▶ [Work instruction]:
All entries must be repeated exactly; do not include the pictures.

Start of Extracted entries

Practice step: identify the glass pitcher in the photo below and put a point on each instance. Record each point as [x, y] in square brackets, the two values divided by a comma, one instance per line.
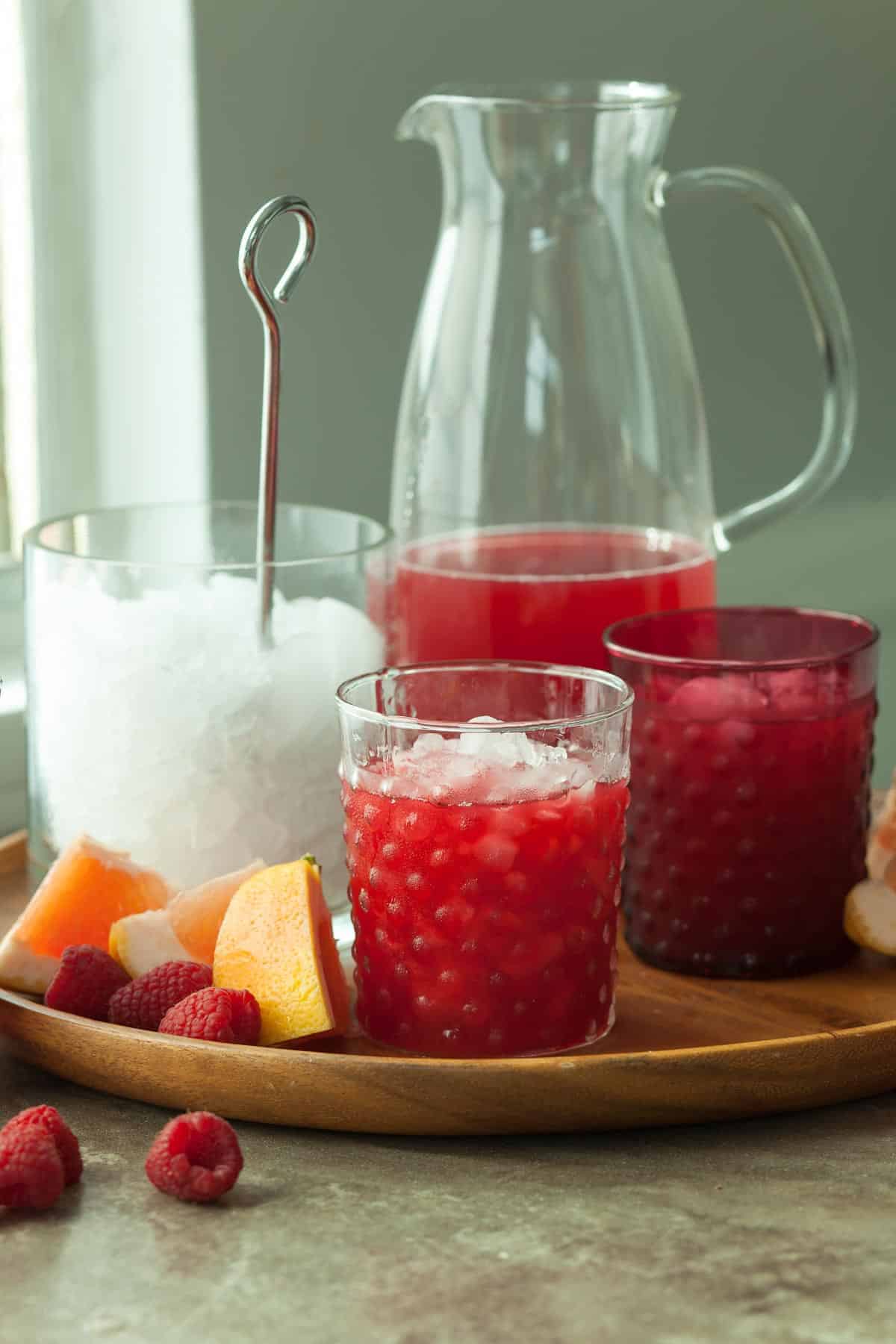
[551, 463]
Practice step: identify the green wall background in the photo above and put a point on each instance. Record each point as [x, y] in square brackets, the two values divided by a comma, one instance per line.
[304, 96]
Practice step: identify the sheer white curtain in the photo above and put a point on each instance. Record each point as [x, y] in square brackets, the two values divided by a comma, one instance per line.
[101, 300]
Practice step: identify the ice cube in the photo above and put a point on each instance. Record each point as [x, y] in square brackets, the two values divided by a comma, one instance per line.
[718, 698]
[160, 726]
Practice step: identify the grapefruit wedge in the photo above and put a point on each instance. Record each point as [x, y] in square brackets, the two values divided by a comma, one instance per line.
[277, 941]
[146, 941]
[196, 914]
[87, 890]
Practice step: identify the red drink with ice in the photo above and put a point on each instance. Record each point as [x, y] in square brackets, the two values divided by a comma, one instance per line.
[538, 594]
[750, 788]
[485, 880]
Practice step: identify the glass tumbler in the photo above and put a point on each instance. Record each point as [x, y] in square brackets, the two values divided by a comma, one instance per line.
[159, 724]
[484, 824]
[751, 764]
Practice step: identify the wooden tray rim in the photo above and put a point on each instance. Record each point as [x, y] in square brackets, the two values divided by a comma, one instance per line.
[535, 1063]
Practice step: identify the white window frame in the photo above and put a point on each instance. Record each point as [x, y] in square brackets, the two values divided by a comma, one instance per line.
[102, 280]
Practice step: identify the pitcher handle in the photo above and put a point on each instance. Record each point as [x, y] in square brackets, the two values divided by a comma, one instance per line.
[830, 329]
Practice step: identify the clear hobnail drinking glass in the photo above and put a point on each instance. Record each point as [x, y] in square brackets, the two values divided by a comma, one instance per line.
[750, 785]
[485, 824]
[158, 721]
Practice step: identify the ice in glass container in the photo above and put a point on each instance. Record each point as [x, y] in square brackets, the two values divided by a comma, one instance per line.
[485, 824]
[159, 722]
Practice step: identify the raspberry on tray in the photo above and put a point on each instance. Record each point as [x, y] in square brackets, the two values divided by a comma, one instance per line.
[144, 1001]
[85, 983]
[231, 1016]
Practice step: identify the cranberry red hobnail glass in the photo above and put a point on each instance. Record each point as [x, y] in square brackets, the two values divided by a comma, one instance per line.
[751, 759]
[485, 856]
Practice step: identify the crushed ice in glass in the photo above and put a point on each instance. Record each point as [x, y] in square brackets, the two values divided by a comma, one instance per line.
[164, 730]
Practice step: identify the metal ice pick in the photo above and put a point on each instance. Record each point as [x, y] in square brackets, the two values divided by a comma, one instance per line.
[264, 302]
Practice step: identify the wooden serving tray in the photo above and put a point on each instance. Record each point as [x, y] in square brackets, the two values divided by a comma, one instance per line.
[682, 1050]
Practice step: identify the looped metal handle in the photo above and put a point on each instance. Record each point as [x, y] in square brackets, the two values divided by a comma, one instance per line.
[830, 329]
[264, 302]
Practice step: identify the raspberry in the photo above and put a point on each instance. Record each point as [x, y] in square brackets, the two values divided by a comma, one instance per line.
[31, 1174]
[49, 1120]
[227, 1015]
[195, 1157]
[146, 1001]
[87, 980]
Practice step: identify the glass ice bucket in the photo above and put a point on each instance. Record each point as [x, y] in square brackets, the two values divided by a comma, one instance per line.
[159, 722]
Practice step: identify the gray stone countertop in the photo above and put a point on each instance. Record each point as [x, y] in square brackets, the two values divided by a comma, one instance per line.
[777, 1231]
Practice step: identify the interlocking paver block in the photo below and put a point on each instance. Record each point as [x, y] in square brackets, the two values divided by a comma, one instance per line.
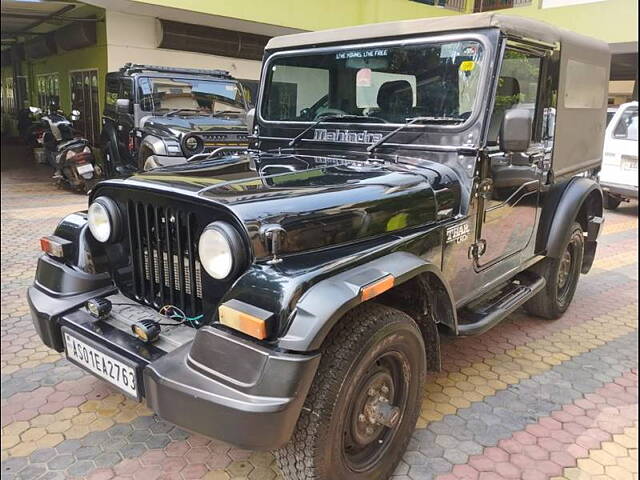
[497, 404]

End of Extracted entries

▶ [Reply to the task]:
Practice step: identify the glass pitcher in the photo below and put a point on each instance. Record each point as [x, y] in square brackets, the two values divided by a comma, one instance per line.
[551, 463]
Practice step: identify the green wall background in the photo above and put a point on each instance. Record each point as [x, y] in square brackets, the two values divided by a comma, one instance per line.
[304, 96]
Practice step: identify the sheer white curtain in the photo above and put a point on each instance. Record each point as [x, y] in square brackets, the two values divided by a comma, one instance per line.
[101, 300]
Practice step: identify the ice cube in the photo above and put a point on each instance. Record each point as [x, y] in square brackets, the two values divided by a comma, one instance per line.
[718, 698]
[160, 726]
Practice step: identify the grapefruit wedge in the photo above and put a point on each instance. Record each point as [x, y] in square brackets, the two values divided by a comma, one instance per line.
[277, 941]
[146, 941]
[196, 914]
[87, 890]
Practice step: identify the red drink with ice in the photo above and put a point on each instance. Record each point as [x, y] in square brackets, the two values divided by a comma, one instance per line.
[538, 594]
[750, 788]
[485, 880]
Practice step: identify the glass tumbler in the photo above and put a point on each instance. Record each point as [x, y] in square brackets, the two values divided by a comma, one instance per line.
[159, 724]
[484, 824]
[751, 764]
Practice step: identify the wooden tray rim in the photo above and put a point on each instance. Record each point as [x, y] in square brackets, the two values divided by a comma, one instance per line.
[535, 1063]
Practice step: identify the white window frame in the photo above and put a point on each instance. Record each point as [x, y] in square brackets, the two values divided by a comma, one instance per line.
[102, 280]
Practice step: identify the pitcher handle in the photo above and put a point on each instance. Record each point as [x, y] in square brackets, the two values divided by a comma, one instance per line.
[830, 329]
Practice step: identify the clear hobnail drinking glass in the photo above and put a point on each instance. Record each point as [x, y] in square brackets, the two values divided by a comma, one instance per line.
[750, 785]
[485, 824]
[158, 721]
Practice step: identify the ice in glass container in the photo above and put a point on each instance. Record each point as [x, y] in square brackets, the two values divided by a comma, one instance per line.
[485, 824]
[159, 722]
Practice step: identify the raspberry on tray in the photo above and put a point on each instance. Record each point as [x, y] in square brackets, the two values divided by a comma, one instance per line.
[144, 1001]
[85, 983]
[231, 1016]
Practice step: identify the cranberry red hobnail glass in the photo above and put a point on each instance. Record each point as [x, y] in square brackets, the two values divided by a comma, one instance per line.
[751, 759]
[485, 856]
Practice step: identify the crushed ice in glass in the photo above and put a point on each instance. Record each point as [x, y] in square brackets, the two values divided by a comma, one instance per line.
[164, 730]
Practice step: identify the metal ice pick in the photo above and put a point on each instance. Record each point as [x, y] in square brackets, the two values divided by a comma, one instance per line.
[264, 302]
Practice step: identify the wooden serving tray in the photo above and put a point on each instance. Record each point as [x, y] in square brackets, the two values divided by a comma, one instance per line.
[682, 1050]
Practice step: identify the looped metal handle in the photo above and put a point on each instance. Record each point as [x, y] in square brackets, the two values divided by a comma, one instance per line.
[830, 329]
[264, 302]
Practice step: identify the raspberry in the photo above and put a point on each instance. Record each point as [x, y] in square brackets, the two values divided by a comma, one instance per line.
[31, 1174]
[49, 1120]
[227, 1015]
[195, 1157]
[146, 1001]
[87, 980]
Practice step: identify the glass ice bucket in the photo above and put a point on each instance. Record each point as [x, y] in square brackets, the two values divided by a comma, one instance per line.
[159, 722]
Practice step: identify the gray stone countertop in the photo above and put a point on each instance. Record each point as [x, y] in square brackets, the two values divided by a comma, one instance per line.
[777, 1231]
Practice step: identify the interlocking paver block in the photo below and put a point on each instance. Record each point as [x, y] in square brackets, the two values divided by a comma, one instance per line.
[497, 404]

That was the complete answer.